Return only the lines of the listing below that run from the line with "shoreline and give integer pixel coordinates." through the line with "headland and give integer pixel coordinates.", both ends included, exactly as written.
__________________________________________________
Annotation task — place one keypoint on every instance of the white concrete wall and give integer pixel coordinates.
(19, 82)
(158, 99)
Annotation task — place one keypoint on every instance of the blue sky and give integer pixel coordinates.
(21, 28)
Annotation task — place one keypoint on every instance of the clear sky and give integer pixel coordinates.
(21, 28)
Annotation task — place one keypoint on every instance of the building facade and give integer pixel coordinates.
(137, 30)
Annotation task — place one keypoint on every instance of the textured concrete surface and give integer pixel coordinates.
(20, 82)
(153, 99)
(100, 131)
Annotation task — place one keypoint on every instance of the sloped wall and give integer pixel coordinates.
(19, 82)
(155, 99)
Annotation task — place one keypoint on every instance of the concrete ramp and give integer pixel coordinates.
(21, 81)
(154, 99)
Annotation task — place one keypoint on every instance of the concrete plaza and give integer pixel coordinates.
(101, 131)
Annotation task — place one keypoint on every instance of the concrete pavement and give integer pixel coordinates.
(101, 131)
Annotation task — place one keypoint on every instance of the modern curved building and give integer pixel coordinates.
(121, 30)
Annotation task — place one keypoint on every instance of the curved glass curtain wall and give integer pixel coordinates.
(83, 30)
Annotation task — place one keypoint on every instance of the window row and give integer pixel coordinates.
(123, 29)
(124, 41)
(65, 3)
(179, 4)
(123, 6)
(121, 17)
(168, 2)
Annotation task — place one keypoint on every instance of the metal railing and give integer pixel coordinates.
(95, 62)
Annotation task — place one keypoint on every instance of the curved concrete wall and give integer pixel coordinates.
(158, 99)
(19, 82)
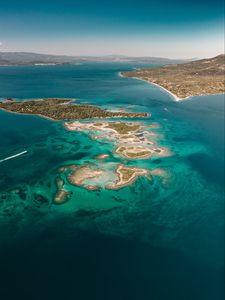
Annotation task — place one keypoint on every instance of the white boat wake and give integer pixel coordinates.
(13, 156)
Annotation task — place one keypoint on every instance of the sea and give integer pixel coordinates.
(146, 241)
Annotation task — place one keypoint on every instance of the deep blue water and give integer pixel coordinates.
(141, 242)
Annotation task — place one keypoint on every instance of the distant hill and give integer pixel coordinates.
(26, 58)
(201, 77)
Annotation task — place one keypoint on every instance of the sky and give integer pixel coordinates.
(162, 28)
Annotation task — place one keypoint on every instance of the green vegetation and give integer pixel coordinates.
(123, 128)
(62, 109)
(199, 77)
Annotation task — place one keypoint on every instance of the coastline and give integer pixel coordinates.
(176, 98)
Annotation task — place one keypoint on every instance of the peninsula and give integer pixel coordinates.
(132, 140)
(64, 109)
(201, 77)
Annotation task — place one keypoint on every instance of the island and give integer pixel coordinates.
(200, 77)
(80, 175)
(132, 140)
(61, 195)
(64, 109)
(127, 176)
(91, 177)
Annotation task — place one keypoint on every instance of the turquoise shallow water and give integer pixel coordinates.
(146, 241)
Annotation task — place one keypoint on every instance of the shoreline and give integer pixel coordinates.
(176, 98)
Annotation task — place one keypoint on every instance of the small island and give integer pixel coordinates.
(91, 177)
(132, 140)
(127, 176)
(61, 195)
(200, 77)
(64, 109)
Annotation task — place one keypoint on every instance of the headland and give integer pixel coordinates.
__________________________________________________
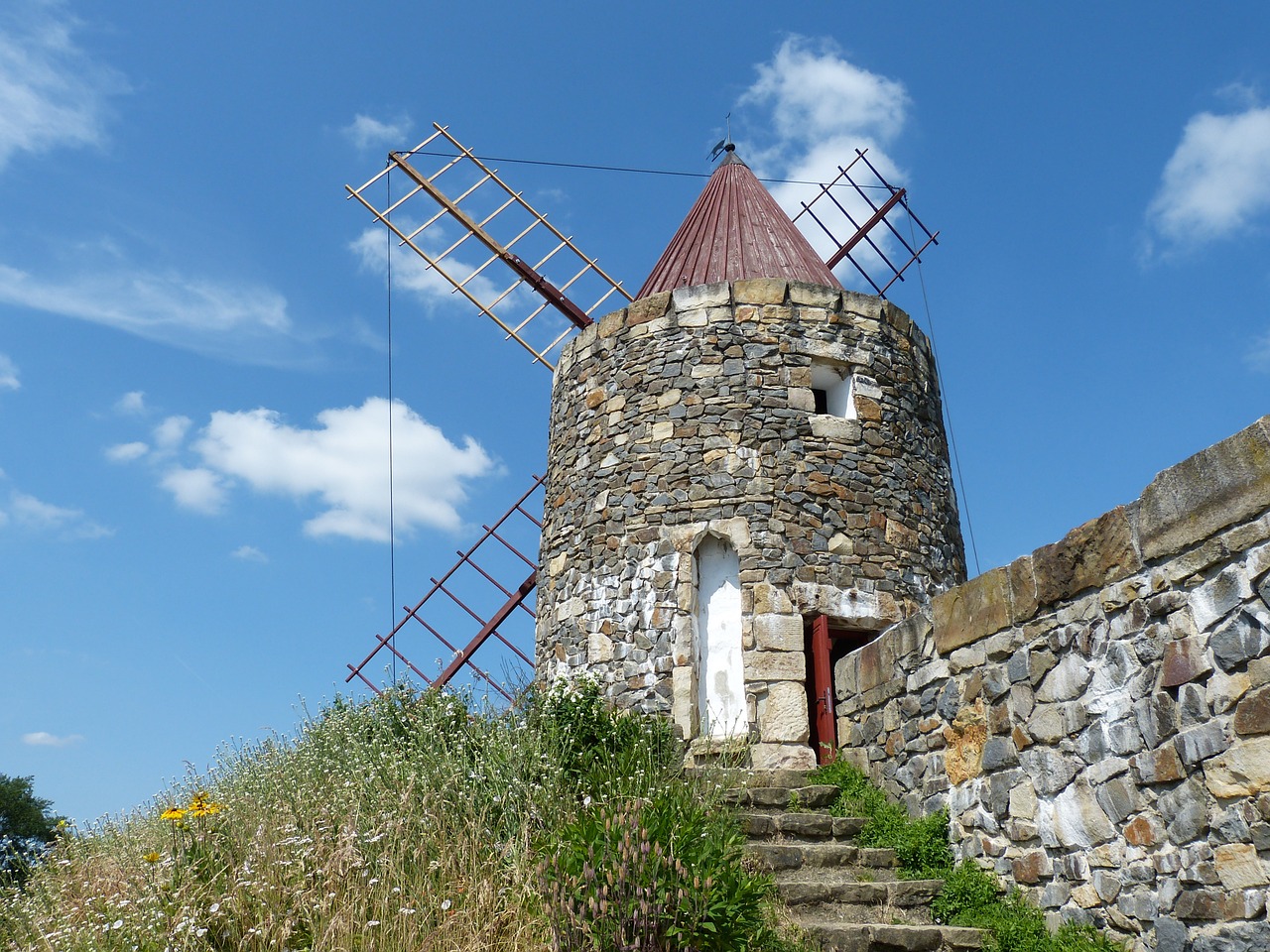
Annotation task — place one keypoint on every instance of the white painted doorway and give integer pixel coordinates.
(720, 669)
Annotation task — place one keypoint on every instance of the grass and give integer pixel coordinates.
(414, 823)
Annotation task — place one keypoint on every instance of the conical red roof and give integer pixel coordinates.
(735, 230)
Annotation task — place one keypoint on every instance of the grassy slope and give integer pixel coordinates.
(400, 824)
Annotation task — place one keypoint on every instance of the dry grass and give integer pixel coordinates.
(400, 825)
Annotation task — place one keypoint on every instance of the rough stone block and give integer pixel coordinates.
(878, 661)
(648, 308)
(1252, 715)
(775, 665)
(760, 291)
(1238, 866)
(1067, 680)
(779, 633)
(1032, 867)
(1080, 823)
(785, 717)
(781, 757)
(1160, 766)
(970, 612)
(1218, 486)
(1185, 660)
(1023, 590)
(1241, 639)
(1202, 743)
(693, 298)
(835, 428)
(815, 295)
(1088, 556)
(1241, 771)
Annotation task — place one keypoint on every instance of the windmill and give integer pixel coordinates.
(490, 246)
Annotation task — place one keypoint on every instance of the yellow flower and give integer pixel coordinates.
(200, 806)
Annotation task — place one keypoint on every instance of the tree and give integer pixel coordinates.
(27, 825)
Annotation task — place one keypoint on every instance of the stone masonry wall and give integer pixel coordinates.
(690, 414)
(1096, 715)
__________________________________________________
* _SOLUTION FOR THIS EXERCISE_:
Annotation task — place one keypoint on every instance of the shoreline and give integer pixel coordinates.
(176, 98)
Annotation task — place one keypoint on every instance of the small island and give integer pixel coordinates.
(91, 177)
(132, 140)
(127, 176)
(61, 195)
(200, 77)
(64, 109)
Annotation task — place one keypoint on every instance of the headland and give integer pixel coordinates.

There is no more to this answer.